- [WORK REQUIRED]:
Write out the listing again, exactly as it appears below.
BEGIN
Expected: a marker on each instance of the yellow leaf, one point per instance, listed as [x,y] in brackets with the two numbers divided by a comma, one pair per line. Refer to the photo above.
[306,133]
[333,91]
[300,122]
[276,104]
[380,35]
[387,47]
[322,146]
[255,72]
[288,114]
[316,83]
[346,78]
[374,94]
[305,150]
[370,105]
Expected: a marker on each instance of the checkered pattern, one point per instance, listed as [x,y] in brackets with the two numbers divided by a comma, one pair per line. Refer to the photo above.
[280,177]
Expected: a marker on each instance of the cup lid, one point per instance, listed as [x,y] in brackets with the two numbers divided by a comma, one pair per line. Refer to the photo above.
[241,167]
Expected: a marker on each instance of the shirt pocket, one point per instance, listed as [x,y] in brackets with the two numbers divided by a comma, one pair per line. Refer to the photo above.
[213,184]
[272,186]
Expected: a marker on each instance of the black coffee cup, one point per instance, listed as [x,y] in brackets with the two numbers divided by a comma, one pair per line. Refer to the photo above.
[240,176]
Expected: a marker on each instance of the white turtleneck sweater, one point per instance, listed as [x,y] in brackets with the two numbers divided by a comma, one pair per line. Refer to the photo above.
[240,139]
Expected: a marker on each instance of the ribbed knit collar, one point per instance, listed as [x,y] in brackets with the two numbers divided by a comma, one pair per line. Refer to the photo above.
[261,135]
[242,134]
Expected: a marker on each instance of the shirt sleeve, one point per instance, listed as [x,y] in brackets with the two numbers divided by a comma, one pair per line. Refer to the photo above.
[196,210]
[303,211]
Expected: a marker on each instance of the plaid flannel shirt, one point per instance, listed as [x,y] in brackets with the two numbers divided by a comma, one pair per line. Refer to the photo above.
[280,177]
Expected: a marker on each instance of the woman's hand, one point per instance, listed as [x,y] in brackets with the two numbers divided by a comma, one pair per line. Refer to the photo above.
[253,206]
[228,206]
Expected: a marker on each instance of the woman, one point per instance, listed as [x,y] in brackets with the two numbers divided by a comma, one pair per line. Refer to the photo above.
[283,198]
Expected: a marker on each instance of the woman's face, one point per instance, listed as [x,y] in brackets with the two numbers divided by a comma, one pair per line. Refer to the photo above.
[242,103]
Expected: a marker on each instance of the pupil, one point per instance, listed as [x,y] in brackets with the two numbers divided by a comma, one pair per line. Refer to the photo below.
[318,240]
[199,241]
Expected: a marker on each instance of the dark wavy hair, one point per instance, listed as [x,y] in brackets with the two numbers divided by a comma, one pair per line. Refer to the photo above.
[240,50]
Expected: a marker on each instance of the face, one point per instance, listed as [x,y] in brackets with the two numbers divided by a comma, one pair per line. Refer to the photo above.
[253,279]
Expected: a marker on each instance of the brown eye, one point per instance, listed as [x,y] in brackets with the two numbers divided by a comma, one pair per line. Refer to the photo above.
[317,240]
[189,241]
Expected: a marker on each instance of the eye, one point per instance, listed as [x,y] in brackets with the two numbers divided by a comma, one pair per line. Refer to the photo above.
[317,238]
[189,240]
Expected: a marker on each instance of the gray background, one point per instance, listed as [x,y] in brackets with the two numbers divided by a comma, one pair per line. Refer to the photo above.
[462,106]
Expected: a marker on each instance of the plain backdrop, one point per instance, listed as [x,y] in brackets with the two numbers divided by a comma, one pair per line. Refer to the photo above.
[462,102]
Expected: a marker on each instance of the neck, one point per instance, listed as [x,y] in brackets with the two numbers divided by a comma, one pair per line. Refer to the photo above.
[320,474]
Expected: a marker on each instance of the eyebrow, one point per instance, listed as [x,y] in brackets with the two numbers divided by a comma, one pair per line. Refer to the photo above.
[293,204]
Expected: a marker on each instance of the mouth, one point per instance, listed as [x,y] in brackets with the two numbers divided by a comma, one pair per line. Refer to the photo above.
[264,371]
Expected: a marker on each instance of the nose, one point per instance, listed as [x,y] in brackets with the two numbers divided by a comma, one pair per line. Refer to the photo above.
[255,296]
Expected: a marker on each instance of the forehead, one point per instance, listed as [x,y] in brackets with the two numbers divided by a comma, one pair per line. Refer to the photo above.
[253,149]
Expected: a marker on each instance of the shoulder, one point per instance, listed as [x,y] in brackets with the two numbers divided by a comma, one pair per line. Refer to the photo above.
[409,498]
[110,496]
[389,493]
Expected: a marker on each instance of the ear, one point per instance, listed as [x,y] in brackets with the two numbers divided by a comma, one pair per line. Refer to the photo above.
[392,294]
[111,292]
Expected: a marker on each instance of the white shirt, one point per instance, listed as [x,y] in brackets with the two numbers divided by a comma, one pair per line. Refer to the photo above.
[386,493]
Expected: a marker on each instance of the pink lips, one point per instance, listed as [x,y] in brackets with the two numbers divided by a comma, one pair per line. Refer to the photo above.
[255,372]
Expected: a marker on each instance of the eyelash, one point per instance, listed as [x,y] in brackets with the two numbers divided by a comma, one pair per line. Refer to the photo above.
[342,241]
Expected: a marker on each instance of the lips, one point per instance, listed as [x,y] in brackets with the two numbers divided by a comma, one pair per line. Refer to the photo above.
END
- [RESPONSE TO THE EXERCISE]:
Expected: a marker on each instance of the yellow leaf, one point per instance, listed as [x,y] in brackets with the two numbers divided by a comma, one pair per line. Refer to the photo above.
[306,133]
[333,91]
[300,122]
[276,104]
[380,35]
[387,47]
[322,146]
[255,72]
[288,114]
[316,83]
[346,78]
[374,94]
[305,150]
[370,105]
Expected: a marker on each instance of the checkered pattern, one point per instance, listed as [x,y] in brackets with the two numbers divided by a comma, one pair per line. Refer to the photo above.
[280,177]
Expected: a marker on each instance of the cup lid, one point per instance, listed as [x,y] in brackets with the two numbers divided by a comma, one pair per line. Refer to the photo above.
[241,167]
Expected: a marker on each instance of the shirt pocket, one point per instance, listed as [x,y] in brackets with the two numbers divided by a comma, one pair per line. Refer to the photo above.
[213,184]
[272,186]
Expected: a marker on each instance of the black coffee cup, one point per instance, listed as [x,y] in brackets with the two numbers divided by a comma, one pair per line. Refer to the photo above.
[240,176]
Expected: a marker on each instance of the white turtleneck sweater, one point per instance, listed as [x,y] in brackets with the two numbers divided by a comma, one pair per line. Refer to the photo above.
[240,139]
Expected: a marker on each instance of the ribbed knit collar, one point per instance, listed as [x,y] in brackets with the two numbers divided by a comma, one pair per line. Refer to the photo above.
[261,135]
[242,134]
Expected: a marker on each instance of the shirt sleeve, one point per instance, listed as [x,y] in brackets with the two numbers divided by a comma, one pair per line. Refer to the photo above.
[196,210]
[303,211]
Expected: a marker on each instance of the plaid flannel shirt, one point per instance, listed as [x,y] in brackets with the two numbers divided by a comma, one pair per line. Refer to the photo above.
[280,177]
Expected: a marker on each instance of the woman's hand, one point per instance, listed as [x,y] in brackets with the two numbers divided by a comma, one pair per line. Refer to the photo above.
[253,206]
[228,206]
Expected: a marker on each instance of the woman, one point per instance, listed as [x,y] in brackets with the two numbers divided by a comma, one pair per line. Refer to the photo above.
[283,198]
Expected: a marker on each instance of the woman's face, one point per instance, listed as [x,y] in brackets with the two numbers divided by a comma, one pair per line. Refer to the photo above.
[242,103]
Expected: a marker on each instance of the pupil, one point per instance, listed as [x,y] in brackets with the two numbers divided by a comma, one pair per line. Refer to the photo below.
[318,240]
[199,241]
Expected: a marker on each instance of the dark wavy hair, one point per instance, listed as [x,y] in brackets with the two numbers divided by a comma, one pair per line. Refer to the photo above.
[240,50]
Expected: a marker on each instance of the face, one point per instance, listed as [x,y] in brackets with the two numbers divided by a comma, one pair per line. Refer to the photo above.
[253,279]
Expected: a marker on each instance of the brown eye, one point per instance, listed as [x,y] in brackets with the two numbers divided by a comma, one pair per line. Refer to the photo above.
[317,240]
[189,241]
Expected: a marker on each instance of the eye, one point per instance, listed as [x,y] in brackets with the two numbers divided by a comma, one pair per line. Refer to the photo above.
[317,238]
[189,240]
Expected: a marker on each instance of the gray background, one point per instance, listed as [x,y] in brackets with the two numbers divided by a comma, one pair per line. Refer to the photo above.
[462,106]
Expected: a marker on each instance of the plain backdrop, one point per instance, listed as [x,y] in brackets with the two numbers divided by a comma, one pair per line. Refer to the photo above.
[462,102]
Expected: a marker on each instance of the neck, one point per instance, listed as [x,y] in brackets with the two numbers divided by a comma, one pair per line. Refer to the photo above.
[320,474]
Expected: a marker on each instance of the eyebrow, one point per instance, listed as [x,y] in brackets with the two numbers divided by a comma, one pair per line. Refer to the photo above.
[293,204]
Expected: a marker on each instance of the mouth, one point per instance, listed as [x,y] in brackets with the two numbers divided by a comma, one pair per line. Refer to the photo above.
[264,371]
Expected: a marker on each instance of the nose, one point per instance, listed as [x,y] in brackets with the two numbers divided by a comma, one pair per line. Refer to the photo above.
[255,296]
Expected: a marker on each instance of the forehead, one point per instance, listed as [x,y] in brackets with the two numbers divided by a comma, one pair per line. Refer to the photo above.
[253,149]
Expected: a marker on each instance of the shoulder, one point per instance, listed as [x,y] in brackets with the two numbers divided by a comma, one pair per line. Refer to the photo above.
[409,498]
[110,496]
[389,493]
Expected: a marker on each instance of the ear, one point per instance, listed as [x,y] in brackets with the two numbers divided by a comma, one pair per line. Refer to the photo above.
[392,294]
[111,292]
Expected: a marker on each instance of the white shirt, one point per instance, listed as [x,y] in brackets with the two numbers divided by a comma, one pair per line. Refer to the photo above.
[386,493]
Expected: a marker on each instance of the pink lips, one point per instance, listed as [x,y] in brackets with the two numbers divided by a comma, one pair per line. Refer to the photo above.
[255,372]
Expected: a marker on each instance of the eyelash, one point per instance, listed as [x,y] in brackets with the two numbers divided by a comma, one pair per line. Refer to the photo above.
[342,241]
Expected: a marker on each instance of the lips, one point per instance, listed as [x,y] in brackets with the two numbers divided by a comma, one pair per line. Refer to the photo above.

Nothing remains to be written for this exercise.